_Aim 1_
Answer these about the blog post on match betting:
(a) Where did the writer "serve my time"?
(b) Which lesson from Ernie and Toby does the writer call the most sophisticated?
(c) What price do bookmakers go for each of two horses in a match, according to the view the writer describes?
_Aim 2_
Write out word for word the part of the blog post on match betting that begins at the words "As many of you" and stops after "if they tried…….".

_Selected excerpt_

Posted by jamesmoore on November 17, 2014 in Uncategorized |

As many of you will know, I was lucky enough to ‘serve my time’ at I.G. Sport under the guidance of Ernie (Great One) Burns and Toby Brereton. What tools I have for making a living at the game were honed there. Ernie remains one of my dearest (and shrewdest) friends and I am still able to keep in touch with Toby (The Boss) occasionally. Of all the lessons I learned from them, selecting, pricing and betting on match bets was definitely the most sophisticated. There seems to be a view among bookmakers these days that all that is required in the selection of matches is to put every horse that is the same price as another in a match and go 5/6 each of two, this couldn’t be more wrong if they tried…….

_Given information_
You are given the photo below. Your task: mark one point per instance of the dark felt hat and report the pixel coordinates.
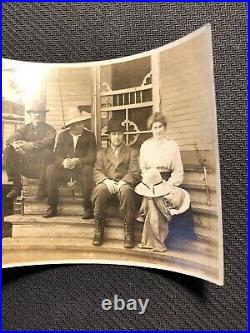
(115, 125)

_Complete output 1_
(a) At I.G. Sport.
(b) Selecting, pricing and betting on match bets.
(c) 5/6.

_Complete output 2_
As many of you will know, I was lucky enough to ‘serve my time’ at I.G. Sport under the guidance of Ernie (Great One) Burns and Toby Brereton. What tools I have for making a living at the game were honed there. Ernie remains one of my dearest (and shrewdest) friends and I am still able to keep in touch with Toby (The Boss) occasionally. Of all the lessons I learned from them, selecting, pricing and betting on match bets was definitely the most sophisticated. There seems to be a view among bookmakers these days that all that is required in the selection of matches is to put every horse that is the same price as another in a match and go 5/6 each of two, this couldn’t be more wrong if they tried…….